I moved to Oregon. I cannot truly describe the loneliness, the feelings of utter despair, and regret, and loss I felt then over what had happened to all of us. Like my character, Kevin Kearnes, I sought to forget as much of it as I could, and at times I even prayed that the same black curtain of repressed memory which had fallen over Kevin in my novel would descend upon me also. But thank God I was never as unlucky as he was. Oddly, the one thing that stayed vividly in my mind, and became the iconic symbol of the failure of my marriage, and what it did to our children, was the wasted life, and ignoble death, of Honey Bunny. The memories I had of her; every unkind word I had cursed her with, every BB I had fired at her, and the ultimate death sentence I had handed down to her, turned in my gut for years like the blade of a twisted knife. I was tormented by that act, I suffered for it, I cried at times because of it. Finally, I began to write my novel, and there was plenty of darkness and pain in it to go around; a little too much for some editors, as it turned out. Kevin Kearnes, like me, had lost his children through divorce. And just like me, Kearnes had been forced to move on, ending up on the coast of Oregon. But you won’t find any scenes involving the family pet having to be sacrificed as a casualty of divorce in my book. I wanted to put Honey in it; but I just could not bring myself to write about her. It was all too real.

• SUPPLIED DATA

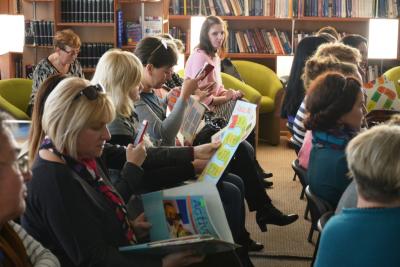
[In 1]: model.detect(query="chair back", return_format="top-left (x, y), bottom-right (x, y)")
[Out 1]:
top-left (0, 78), bottom-right (32, 120)
top-left (232, 60), bottom-right (283, 99)
top-left (305, 185), bottom-right (333, 230)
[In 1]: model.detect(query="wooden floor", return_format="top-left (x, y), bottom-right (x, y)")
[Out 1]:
top-left (246, 138), bottom-right (317, 267)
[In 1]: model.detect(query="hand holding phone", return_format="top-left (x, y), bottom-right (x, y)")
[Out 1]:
top-left (195, 63), bottom-right (214, 81)
top-left (133, 120), bottom-right (149, 146)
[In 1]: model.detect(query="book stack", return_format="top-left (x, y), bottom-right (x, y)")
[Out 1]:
top-left (61, 0), bottom-right (114, 23)
top-left (25, 20), bottom-right (54, 46)
top-left (78, 43), bottom-right (113, 68)
top-left (125, 21), bottom-right (142, 45)
top-left (170, 0), bottom-right (274, 16)
top-left (228, 29), bottom-right (292, 55)
top-left (143, 16), bottom-right (163, 38)
top-left (169, 0), bottom-right (400, 18)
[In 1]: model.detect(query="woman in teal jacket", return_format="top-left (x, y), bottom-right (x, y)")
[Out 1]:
top-left (305, 72), bottom-right (365, 207)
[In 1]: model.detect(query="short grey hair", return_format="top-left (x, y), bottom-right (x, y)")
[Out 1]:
top-left (346, 125), bottom-right (400, 203)
top-left (42, 77), bottom-right (115, 159)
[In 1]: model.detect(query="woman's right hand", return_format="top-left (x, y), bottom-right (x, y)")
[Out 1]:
top-left (126, 141), bottom-right (147, 166)
top-left (162, 251), bottom-right (205, 267)
top-left (193, 143), bottom-right (221, 160)
top-left (181, 77), bottom-right (201, 100)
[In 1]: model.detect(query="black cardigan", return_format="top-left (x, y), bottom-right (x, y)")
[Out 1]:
top-left (22, 147), bottom-right (161, 267)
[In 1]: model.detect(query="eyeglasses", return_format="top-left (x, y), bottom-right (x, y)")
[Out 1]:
top-left (0, 155), bottom-right (29, 177)
top-left (60, 46), bottom-right (81, 56)
top-left (74, 84), bottom-right (105, 100)
top-left (150, 38), bottom-right (168, 56)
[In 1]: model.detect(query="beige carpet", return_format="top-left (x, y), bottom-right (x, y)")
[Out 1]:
top-left (246, 139), bottom-right (317, 266)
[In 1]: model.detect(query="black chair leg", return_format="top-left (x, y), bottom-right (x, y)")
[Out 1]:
top-left (300, 187), bottom-right (306, 199)
top-left (310, 232), bottom-right (321, 266)
top-left (304, 203), bottom-right (310, 220)
top-left (307, 225), bottom-right (314, 243)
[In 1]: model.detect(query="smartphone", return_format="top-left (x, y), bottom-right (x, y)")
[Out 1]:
top-left (133, 120), bottom-right (149, 146)
top-left (196, 63), bottom-right (214, 81)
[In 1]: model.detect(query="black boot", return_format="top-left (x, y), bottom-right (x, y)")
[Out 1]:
top-left (261, 180), bottom-right (274, 189)
top-left (254, 159), bottom-right (273, 179)
top-left (256, 203), bottom-right (299, 232)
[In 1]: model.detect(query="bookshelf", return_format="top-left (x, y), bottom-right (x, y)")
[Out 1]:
top-left (168, 0), bottom-right (400, 74)
top-left (23, 0), bottom-right (168, 78)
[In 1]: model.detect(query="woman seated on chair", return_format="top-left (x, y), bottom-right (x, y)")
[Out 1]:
top-left (291, 43), bottom-right (362, 151)
top-left (135, 37), bottom-right (298, 234)
top-left (305, 72), bottom-right (364, 207)
top-left (296, 56), bottom-right (361, 169)
top-left (314, 125), bottom-right (400, 267)
top-left (0, 113), bottom-right (60, 267)
top-left (22, 78), bottom-right (219, 266)
top-left (27, 29), bottom-right (84, 115)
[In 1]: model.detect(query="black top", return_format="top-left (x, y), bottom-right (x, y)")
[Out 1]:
top-left (22, 146), bottom-right (161, 267)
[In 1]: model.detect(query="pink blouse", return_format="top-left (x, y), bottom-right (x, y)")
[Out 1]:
top-left (185, 48), bottom-right (226, 105)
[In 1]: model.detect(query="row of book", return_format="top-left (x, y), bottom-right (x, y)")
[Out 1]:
top-left (117, 9), bottom-right (163, 47)
top-left (61, 0), bottom-right (114, 23)
top-left (228, 29), bottom-right (292, 55)
top-left (25, 20), bottom-right (54, 46)
top-left (78, 43), bottom-right (114, 68)
top-left (14, 57), bottom-right (23, 78)
top-left (170, 0), bottom-right (400, 18)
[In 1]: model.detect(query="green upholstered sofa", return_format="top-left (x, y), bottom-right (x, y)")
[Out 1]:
top-left (0, 78), bottom-right (32, 120)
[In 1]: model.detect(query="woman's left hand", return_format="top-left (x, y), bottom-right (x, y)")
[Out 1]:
top-left (193, 143), bottom-right (221, 160)
top-left (129, 213), bottom-right (151, 240)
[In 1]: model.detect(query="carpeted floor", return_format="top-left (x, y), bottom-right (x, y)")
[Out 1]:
top-left (246, 139), bottom-right (317, 267)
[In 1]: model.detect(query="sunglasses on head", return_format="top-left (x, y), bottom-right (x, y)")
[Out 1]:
top-left (150, 38), bottom-right (168, 55)
top-left (74, 84), bottom-right (105, 100)
top-left (60, 46), bottom-right (81, 55)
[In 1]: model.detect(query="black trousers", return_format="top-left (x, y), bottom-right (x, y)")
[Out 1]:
top-left (228, 141), bottom-right (271, 214)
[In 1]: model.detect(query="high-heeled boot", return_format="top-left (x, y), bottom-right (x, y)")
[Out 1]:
top-left (256, 203), bottom-right (299, 232)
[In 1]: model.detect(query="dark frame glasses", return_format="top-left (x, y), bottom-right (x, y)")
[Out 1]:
top-left (74, 84), bottom-right (105, 100)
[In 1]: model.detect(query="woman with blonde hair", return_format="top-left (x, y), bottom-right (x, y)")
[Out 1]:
top-left (0, 113), bottom-right (60, 267)
top-left (22, 78), bottom-right (211, 266)
top-left (27, 29), bottom-right (84, 115)
top-left (92, 50), bottom-right (250, 264)
top-left (315, 124), bottom-right (400, 267)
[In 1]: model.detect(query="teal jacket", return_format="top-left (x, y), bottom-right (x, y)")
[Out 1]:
top-left (314, 208), bottom-right (400, 267)
top-left (307, 131), bottom-right (351, 208)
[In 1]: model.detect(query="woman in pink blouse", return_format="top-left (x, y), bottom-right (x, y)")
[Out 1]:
top-left (185, 16), bottom-right (243, 106)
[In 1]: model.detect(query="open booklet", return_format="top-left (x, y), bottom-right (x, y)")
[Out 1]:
top-left (198, 100), bottom-right (257, 184)
top-left (120, 182), bottom-right (238, 255)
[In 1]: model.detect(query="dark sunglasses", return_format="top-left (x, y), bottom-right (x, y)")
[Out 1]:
top-left (74, 84), bottom-right (105, 100)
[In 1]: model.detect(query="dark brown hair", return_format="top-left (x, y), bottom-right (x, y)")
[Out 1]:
top-left (28, 74), bottom-right (67, 165)
top-left (304, 72), bottom-right (361, 131)
top-left (135, 37), bottom-right (178, 68)
top-left (317, 26), bottom-right (340, 41)
top-left (53, 29), bottom-right (81, 49)
top-left (197, 16), bottom-right (228, 57)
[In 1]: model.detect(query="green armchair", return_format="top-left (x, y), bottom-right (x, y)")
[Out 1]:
top-left (228, 60), bottom-right (283, 145)
top-left (0, 78), bottom-right (32, 120)
top-left (383, 66), bottom-right (400, 97)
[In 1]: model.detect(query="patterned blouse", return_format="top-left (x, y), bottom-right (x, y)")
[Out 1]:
top-left (29, 58), bottom-right (85, 109)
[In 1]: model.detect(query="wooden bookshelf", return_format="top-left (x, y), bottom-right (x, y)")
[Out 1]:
top-left (56, 22), bottom-right (115, 28)
top-left (168, 0), bottom-right (400, 73)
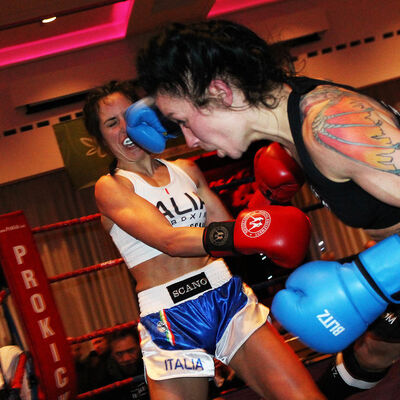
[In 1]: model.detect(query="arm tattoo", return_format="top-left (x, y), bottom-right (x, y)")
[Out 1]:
top-left (301, 88), bottom-right (400, 175)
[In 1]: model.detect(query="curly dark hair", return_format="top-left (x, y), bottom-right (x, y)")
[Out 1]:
top-left (83, 80), bottom-right (139, 150)
top-left (136, 20), bottom-right (294, 108)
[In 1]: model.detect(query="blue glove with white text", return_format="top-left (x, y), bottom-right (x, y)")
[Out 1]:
top-left (125, 97), bottom-right (176, 153)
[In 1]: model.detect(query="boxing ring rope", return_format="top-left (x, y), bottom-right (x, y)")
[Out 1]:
top-left (0, 173), bottom-right (328, 399)
top-left (67, 321), bottom-right (138, 344)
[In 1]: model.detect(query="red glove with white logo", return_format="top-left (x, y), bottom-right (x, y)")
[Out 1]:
top-left (203, 206), bottom-right (311, 268)
top-left (254, 142), bottom-right (304, 204)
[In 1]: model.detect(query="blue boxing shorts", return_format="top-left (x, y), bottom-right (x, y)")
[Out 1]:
top-left (138, 259), bottom-right (269, 380)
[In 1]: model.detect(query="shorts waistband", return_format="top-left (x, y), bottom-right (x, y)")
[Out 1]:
top-left (138, 259), bottom-right (232, 317)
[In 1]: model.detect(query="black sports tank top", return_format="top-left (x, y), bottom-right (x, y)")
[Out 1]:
top-left (288, 77), bottom-right (400, 229)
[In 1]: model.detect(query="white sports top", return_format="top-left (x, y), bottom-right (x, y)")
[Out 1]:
top-left (110, 160), bottom-right (207, 268)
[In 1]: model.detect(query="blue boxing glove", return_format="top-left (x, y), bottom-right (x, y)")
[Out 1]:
top-left (271, 235), bottom-right (400, 353)
top-left (125, 97), bottom-right (176, 153)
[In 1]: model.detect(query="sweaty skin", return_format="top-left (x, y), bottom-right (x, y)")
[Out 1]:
top-left (301, 87), bottom-right (400, 175)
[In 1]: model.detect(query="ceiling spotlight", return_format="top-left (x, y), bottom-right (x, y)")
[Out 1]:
top-left (42, 17), bottom-right (57, 24)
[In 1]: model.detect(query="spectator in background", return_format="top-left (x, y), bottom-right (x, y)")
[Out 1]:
top-left (102, 328), bottom-right (149, 400)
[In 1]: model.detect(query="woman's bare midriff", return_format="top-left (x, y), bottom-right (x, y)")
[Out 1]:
top-left (130, 254), bottom-right (214, 293)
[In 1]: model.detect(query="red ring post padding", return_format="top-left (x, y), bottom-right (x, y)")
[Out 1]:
top-left (0, 211), bottom-right (76, 400)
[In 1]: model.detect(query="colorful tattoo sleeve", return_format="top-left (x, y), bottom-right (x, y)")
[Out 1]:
top-left (301, 88), bottom-right (400, 175)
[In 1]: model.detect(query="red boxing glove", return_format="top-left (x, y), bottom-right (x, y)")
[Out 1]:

• EXERCISE OBJECTIVE
According to the passage about Honey Bunny, which memories of her turned in the writer's gut for years? List them all.

• EXPECTED ANSWER
- Every unkind word the writer had cursed her with
- Every BB the writer had fired at her
- The ultimate death sentence the writer had handed down to her